_STUDY MATERIAL_:
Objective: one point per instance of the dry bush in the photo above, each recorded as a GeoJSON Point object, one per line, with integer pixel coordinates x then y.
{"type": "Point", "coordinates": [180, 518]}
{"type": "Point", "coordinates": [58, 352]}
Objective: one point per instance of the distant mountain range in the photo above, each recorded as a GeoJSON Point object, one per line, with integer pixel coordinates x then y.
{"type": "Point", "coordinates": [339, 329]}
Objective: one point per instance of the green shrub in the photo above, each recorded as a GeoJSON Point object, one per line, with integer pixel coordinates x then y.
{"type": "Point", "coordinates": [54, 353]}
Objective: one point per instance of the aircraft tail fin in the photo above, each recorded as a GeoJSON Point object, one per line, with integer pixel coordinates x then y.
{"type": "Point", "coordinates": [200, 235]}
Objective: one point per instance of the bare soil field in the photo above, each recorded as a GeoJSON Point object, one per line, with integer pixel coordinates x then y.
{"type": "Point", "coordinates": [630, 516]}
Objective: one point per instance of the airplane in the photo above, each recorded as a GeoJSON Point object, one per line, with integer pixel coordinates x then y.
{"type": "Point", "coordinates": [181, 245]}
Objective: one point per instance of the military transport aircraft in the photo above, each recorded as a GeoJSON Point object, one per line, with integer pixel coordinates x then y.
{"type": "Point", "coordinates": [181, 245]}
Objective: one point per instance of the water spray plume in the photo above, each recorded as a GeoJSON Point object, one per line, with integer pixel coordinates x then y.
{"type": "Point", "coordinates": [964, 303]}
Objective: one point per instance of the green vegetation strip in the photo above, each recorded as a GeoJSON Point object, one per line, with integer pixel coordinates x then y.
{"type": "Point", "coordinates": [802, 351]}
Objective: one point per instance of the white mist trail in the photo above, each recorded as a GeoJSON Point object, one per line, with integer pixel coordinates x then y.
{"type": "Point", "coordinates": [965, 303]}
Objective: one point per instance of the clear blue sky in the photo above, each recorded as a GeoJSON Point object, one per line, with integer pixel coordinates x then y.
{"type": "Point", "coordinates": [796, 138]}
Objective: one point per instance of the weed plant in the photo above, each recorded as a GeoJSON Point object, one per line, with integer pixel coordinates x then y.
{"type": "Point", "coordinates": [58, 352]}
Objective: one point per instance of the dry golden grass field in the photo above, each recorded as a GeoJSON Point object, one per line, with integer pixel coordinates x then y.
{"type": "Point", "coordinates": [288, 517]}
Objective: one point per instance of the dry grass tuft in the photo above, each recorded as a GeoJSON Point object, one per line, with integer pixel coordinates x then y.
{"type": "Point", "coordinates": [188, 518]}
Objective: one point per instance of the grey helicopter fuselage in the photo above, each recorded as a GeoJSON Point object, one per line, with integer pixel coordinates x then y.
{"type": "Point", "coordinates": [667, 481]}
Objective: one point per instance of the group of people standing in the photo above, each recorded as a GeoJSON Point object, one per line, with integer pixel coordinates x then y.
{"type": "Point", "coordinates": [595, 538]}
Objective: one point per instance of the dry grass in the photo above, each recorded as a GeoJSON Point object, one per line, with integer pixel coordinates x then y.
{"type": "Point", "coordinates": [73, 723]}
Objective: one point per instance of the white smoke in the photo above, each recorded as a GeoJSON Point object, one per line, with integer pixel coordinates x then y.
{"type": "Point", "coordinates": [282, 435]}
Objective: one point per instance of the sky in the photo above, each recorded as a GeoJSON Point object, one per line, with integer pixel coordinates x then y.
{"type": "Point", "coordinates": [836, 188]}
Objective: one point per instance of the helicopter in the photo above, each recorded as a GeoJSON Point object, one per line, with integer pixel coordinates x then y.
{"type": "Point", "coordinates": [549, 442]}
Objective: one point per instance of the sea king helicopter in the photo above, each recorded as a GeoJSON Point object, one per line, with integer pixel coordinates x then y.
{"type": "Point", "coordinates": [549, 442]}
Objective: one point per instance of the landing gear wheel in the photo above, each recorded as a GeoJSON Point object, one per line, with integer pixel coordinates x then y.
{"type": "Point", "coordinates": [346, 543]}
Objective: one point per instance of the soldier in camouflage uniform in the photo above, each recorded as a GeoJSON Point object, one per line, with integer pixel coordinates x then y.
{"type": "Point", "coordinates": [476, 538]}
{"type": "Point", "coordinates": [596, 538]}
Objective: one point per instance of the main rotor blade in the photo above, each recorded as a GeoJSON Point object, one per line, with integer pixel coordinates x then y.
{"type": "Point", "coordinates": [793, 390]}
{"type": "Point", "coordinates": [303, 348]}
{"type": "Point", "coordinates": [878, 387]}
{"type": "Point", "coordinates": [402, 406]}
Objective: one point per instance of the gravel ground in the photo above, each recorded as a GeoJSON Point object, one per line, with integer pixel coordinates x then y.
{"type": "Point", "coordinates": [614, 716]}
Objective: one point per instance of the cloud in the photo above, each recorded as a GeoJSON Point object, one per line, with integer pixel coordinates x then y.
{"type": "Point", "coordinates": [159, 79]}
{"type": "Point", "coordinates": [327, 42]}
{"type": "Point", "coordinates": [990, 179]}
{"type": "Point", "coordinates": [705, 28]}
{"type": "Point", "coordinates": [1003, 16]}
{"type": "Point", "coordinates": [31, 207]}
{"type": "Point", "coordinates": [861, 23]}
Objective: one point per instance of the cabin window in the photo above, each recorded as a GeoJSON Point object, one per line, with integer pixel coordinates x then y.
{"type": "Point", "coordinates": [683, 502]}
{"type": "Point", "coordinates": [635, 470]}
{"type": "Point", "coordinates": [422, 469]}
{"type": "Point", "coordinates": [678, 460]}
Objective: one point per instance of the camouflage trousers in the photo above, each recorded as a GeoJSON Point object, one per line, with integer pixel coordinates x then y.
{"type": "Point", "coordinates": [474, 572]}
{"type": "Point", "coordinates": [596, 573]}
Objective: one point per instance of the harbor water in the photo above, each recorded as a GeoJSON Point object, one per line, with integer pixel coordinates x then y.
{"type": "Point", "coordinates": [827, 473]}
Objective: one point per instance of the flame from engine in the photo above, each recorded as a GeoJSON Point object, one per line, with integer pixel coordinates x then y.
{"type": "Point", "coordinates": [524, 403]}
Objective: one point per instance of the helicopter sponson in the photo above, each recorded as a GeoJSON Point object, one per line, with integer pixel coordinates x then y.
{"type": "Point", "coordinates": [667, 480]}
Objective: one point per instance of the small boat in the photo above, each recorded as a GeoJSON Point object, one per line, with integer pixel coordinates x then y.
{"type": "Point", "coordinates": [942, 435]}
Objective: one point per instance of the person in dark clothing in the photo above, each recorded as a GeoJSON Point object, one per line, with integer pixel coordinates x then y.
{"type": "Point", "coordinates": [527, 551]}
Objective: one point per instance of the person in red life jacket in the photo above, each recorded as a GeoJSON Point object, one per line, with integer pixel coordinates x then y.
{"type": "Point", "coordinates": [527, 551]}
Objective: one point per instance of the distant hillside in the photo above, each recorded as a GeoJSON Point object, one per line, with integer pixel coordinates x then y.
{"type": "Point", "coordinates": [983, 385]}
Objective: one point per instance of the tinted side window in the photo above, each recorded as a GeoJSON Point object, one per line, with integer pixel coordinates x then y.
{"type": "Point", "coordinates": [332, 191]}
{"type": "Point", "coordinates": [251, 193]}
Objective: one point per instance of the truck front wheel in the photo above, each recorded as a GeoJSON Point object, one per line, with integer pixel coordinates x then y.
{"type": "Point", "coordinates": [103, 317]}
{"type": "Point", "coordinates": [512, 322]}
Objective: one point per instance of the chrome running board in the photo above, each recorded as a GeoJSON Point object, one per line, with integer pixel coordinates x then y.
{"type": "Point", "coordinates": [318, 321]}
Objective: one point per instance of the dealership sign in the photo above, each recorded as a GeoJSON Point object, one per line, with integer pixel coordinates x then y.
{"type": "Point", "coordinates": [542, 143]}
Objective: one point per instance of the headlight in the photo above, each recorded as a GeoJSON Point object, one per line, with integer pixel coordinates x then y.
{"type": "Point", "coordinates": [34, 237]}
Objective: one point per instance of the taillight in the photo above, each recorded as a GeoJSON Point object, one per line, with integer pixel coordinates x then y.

_AIM OF THE TASK_: Set down only the line containing "Objective: one point per instance of the headlight" and the lines after it through the end, exactly as they appear above.

_COMPLETED TASK_:
Objective: one point per instance of the headlight in the photo above, each recorded as a GeoJSON Point object, one per line, with integer pixel coordinates x then y.
{"type": "Point", "coordinates": [34, 237]}
Objective: one point per instance of the taillight in the photo above, each recorded as a GeoJSON Point object, one per line, with integer pixel coordinates x then y.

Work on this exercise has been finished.